* Task to complete *
Rewrite the lines of the material from the one containing "point: lit candle" through the end, inclusive, changing "sofa" to "couch" and keeping everything else the same.
==================================================
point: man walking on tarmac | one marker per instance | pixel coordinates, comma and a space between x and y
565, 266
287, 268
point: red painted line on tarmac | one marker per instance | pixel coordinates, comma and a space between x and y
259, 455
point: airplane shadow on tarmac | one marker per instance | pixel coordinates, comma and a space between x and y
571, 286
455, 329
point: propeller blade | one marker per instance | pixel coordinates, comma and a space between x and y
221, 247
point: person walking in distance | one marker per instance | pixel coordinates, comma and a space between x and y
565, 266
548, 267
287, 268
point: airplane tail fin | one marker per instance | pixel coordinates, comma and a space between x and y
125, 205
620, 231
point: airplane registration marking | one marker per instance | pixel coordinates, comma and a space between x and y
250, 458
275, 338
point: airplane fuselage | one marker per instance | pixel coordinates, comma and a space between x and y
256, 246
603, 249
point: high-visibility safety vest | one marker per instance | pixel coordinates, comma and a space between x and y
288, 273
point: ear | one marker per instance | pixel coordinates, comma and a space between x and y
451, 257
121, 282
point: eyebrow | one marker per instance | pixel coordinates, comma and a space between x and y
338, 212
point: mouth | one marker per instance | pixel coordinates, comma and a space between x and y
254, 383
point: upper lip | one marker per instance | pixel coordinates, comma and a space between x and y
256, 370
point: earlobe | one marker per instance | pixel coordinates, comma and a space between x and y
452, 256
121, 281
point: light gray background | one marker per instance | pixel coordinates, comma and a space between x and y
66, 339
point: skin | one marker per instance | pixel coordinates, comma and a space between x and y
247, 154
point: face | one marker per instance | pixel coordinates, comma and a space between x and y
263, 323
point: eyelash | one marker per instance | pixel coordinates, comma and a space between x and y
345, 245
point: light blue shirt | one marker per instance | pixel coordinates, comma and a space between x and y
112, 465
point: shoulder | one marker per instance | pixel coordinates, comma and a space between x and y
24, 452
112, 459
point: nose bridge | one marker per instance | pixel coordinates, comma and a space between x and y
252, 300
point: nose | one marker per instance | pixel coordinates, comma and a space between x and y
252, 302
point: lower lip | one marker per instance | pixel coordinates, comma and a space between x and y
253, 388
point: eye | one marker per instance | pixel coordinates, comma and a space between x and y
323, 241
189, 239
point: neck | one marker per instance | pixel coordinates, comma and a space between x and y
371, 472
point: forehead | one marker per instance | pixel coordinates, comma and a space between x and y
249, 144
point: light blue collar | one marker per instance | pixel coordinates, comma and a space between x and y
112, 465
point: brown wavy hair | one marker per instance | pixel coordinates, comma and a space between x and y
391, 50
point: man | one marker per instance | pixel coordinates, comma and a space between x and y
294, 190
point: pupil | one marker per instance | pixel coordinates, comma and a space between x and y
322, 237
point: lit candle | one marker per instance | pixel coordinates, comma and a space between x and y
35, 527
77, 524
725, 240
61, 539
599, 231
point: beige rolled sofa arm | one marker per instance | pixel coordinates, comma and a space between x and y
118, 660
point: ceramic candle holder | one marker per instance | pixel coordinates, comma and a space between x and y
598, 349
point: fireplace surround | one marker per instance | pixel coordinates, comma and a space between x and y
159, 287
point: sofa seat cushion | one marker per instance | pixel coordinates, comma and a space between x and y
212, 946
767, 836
==================================================
* Response *
point: lit candle | one marker per instance | pixel coordinates, comma and a space between x and y
35, 527
77, 524
725, 240
61, 539
599, 231
point: beige rolled couch arm | one marker per instance | pixel coordinates, comma and a space between x and y
118, 660
point: ceramic candle holder | one marker per instance | pixel coordinates, comma and a space between x and y
598, 349
point: fireplace surround | one marker per instance | pixel coordinates, comma and a space between x and y
159, 287
point: couch seat cushion | one marker per instance | pixel coordinates, comma and a space between x and y
212, 946
767, 836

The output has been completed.